EXTRACTED DATA
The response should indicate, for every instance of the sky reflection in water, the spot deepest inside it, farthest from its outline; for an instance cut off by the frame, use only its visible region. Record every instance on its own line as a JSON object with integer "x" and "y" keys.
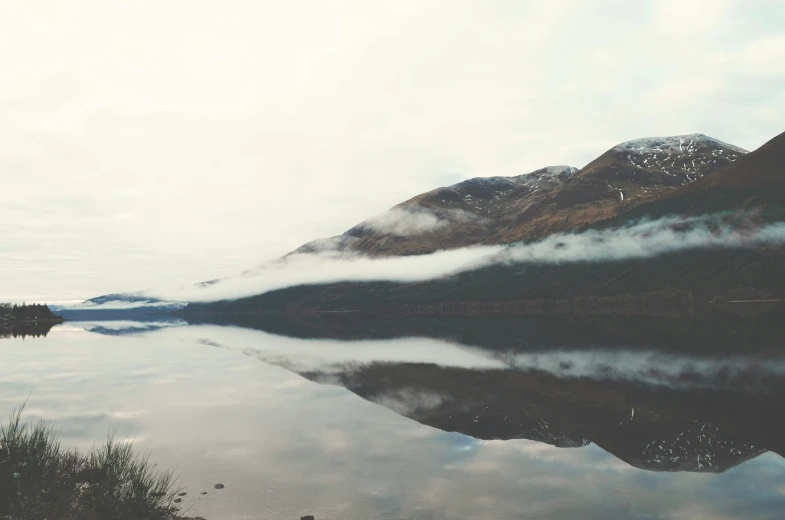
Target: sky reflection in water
{"x": 286, "y": 447}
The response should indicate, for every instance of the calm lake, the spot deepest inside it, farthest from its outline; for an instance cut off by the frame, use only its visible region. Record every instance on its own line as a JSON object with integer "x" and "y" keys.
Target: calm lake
{"x": 417, "y": 427}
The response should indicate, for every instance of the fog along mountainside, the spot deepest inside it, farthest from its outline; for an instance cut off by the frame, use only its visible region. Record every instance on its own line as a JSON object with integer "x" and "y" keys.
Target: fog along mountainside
{"x": 653, "y": 226}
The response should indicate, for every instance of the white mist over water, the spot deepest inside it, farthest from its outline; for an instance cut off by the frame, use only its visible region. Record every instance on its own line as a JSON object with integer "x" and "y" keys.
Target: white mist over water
{"x": 636, "y": 240}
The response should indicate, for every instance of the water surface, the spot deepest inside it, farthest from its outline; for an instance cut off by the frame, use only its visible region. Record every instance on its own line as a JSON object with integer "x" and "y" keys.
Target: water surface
{"x": 416, "y": 428}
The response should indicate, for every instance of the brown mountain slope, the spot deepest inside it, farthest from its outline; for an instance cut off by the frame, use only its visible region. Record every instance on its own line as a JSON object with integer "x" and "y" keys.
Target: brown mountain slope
{"x": 626, "y": 176}
{"x": 497, "y": 210}
{"x": 467, "y": 213}
{"x": 760, "y": 170}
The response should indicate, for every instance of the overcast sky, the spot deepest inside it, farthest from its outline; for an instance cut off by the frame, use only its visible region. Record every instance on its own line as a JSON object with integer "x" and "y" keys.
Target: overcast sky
{"x": 177, "y": 141}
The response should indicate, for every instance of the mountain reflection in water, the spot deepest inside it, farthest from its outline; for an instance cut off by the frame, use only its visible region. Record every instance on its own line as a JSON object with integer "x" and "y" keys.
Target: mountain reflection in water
{"x": 649, "y": 407}
{"x": 585, "y": 429}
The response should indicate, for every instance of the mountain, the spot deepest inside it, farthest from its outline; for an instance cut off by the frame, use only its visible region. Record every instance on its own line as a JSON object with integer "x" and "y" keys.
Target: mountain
{"x": 745, "y": 193}
{"x": 26, "y": 320}
{"x": 499, "y": 210}
{"x": 468, "y": 213}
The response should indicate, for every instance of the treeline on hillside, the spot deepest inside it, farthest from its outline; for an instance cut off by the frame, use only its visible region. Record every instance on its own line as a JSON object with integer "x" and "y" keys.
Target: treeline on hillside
{"x": 26, "y": 320}
{"x": 24, "y": 312}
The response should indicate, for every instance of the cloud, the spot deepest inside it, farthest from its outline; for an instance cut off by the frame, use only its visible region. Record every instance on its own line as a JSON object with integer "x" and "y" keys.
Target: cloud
{"x": 638, "y": 239}
{"x": 207, "y": 143}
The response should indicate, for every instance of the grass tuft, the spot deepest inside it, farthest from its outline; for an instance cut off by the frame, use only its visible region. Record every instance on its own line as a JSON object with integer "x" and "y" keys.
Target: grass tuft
{"x": 41, "y": 479}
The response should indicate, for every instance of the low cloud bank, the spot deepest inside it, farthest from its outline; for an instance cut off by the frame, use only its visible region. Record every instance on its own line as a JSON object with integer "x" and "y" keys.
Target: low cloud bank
{"x": 640, "y": 239}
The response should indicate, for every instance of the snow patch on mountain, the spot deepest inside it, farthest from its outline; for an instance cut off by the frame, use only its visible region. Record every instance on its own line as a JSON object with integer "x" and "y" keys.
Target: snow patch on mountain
{"x": 688, "y": 143}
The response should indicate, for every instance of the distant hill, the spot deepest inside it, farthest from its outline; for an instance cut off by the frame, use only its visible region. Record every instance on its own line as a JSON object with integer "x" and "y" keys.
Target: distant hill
{"x": 26, "y": 320}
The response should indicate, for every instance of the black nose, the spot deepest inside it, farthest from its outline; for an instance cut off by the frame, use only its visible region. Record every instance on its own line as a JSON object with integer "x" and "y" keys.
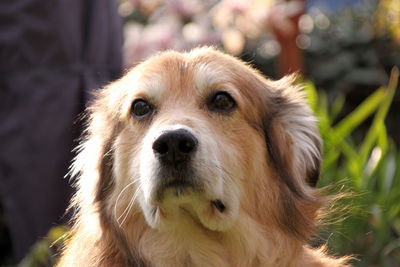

TASK DETAILS
Word for word, reproduce the material above and omit each image.

WRITTEN ANSWER
The response should indicate, for every instance of the sky reflection in water, the spot deepest inside it, farthest from its outline; for an instance cut off by the frame, use only its visible region. Record every instance on its own line as a JSON object with integer "x" and "y" keys.
Target: sky reflection in water
{"x": 286, "y": 447}
The response should indicate, for every instance of the calm lake, the spot deepest inside it, farthest from its outline; for an instance cut off by the frame, use only its visible region. Record every instance on its own line as a JSON object with integer "x" and "y" keys.
Target: calm lake
{"x": 417, "y": 427}
The response should indicate, for every instance of the fog along mountainside, the spot deepest inside it, farthest from its outline; for an instance cut off by the frame, use only its visible region. Record every instance on its own line as a JSON object with integer "x" and "y" keys.
Target: fog along mountainside
{"x": 653, "y": 226}
The response should indicate, for every instance of the white mist over water, the spot deepest inside it, farthest from its outline; for an instance cut off by the frame, use only its visible region. Record every instance on its own line as a JSON object with integer "x" and "y" keys.
Target: white mist over water
{"x": 636, "y": 240}
The response should indicate, for every instance of the water surface, the spot deepest inside it, farthest from its outline; for an instance cut off by the frame, use only its visible region. Record every instance on its own line as a JSON object with integer "x" and "y" keys.
Target: water surface
{"x": 416, "y": 428}
The response should indicate, for every instance of the brown mountain slope, the spot deepest inside it, farthest from its outline; for an instance cut off by the frame, use only its visible region. Record every instance on its own line as a JSON object with integer "x" and "y" keys.
Target: brown mountain slope
{"x": 626, "y": 176}
{"x": 497, "y": 210}
{"x": 467, "y": 213}
{"x": 760, "y": 170}
The response should indicate, for every instance of the overcast sky, the spot deepest inside it, farthest from its outline; for an instance cut off by the frame, use only its visible region. Record every instance on its own line as a JSON object with integer "x" and "y" keys.
Target: overcast sky
{"x": 177, "y": 141}
The response should indicate, for every instance of the mountain reflection in water, the spot deepest inside it, farthest from its outline; for an instance cut off by the frame, use only its visible region. Record every instance on its own line as a JSON object with integer "x" and "y" keys.
Target: mountain reflection in water
{"x": 649, "y": 407}
{"x": 585, "y": 429}
The response should indicate, for every instance of the mountain, the spot deepest inside it, farthest from its outline; for an instance cut off by the frame, use only its visible region. Record every instance on its own line as a JSON object with integer "x" and "y" keys.
Target: mountain
{"x": 745, "y": 193}
{"x": 26, "y": 320}
{"x": 499, "y": 210}
{"x": 468, "y": 213}
The response should indicate, for every instance of the treeline on hillside, the spot deepest inside it, farthest from its outline; for an instance cut off by the frame, use only its visible region. Record every instance on its own line as a JSON object with integer "x" and "y" keys.
Target: treeline on hillside
{"x": 26, "y": 320}
{"x": 24, "y": 312}
The response should indicate, for every instance of the cloud, the spot deepest inside it, farthest from its outline; for an instance cut off by the frame, use only its visible region. Record every instance on its own line as a JSON object with integer "x" and "y" keys.
Target: cloud
{"x": 638, "y": 239}
{"x": 207, "y": 143}
The response should indicate, for every instance of the grass tuft, the spot deepest inside it, farthest from its outline; for an instance cut off by the frame, use only its visible region. Record every instance on its own line as a JSON object with integer "x" and "y" keys.
Target: grass tuft
{"x": 41, "y": 479}
The response should indicate, for every instance of the low cloud bank, the spot deepest inside it, farthest from its outline; for an instance cut off by the frame, use only its visible region. Record every instance on its own line as a JSON object with integer "x" and "y" keys.
Target: low cloud bank
{"x": 640, "y": 239}
The response should indicate, for every instance of the snow patch on mountain, the spot deepest inside it, farthest from its outline; for an instance cut off by the frame, use only its visible region. Record every instance on its own line as a JSON object with integer "x" and "y" keys.
Target: snow patch on mountain
{"x": 688, "y": 143}
The response should indicate, for every instance of the distant hill, the spot deepest inside it, farthest from its outline; for an instance cut off by the frame, use only its visible region. Record every instance on its own line as a JSON object with integer "x" and "y" keys.
Target: distant hill
{"x": 26, "y": 320}
The response should indicate, for every instance of the black nose, the spot deepest inside it, farthest from its outline; for an instance cut off by the frame, use only its visible region. Record every instance on its own line as a JSON object with integer "x" and "y" keys.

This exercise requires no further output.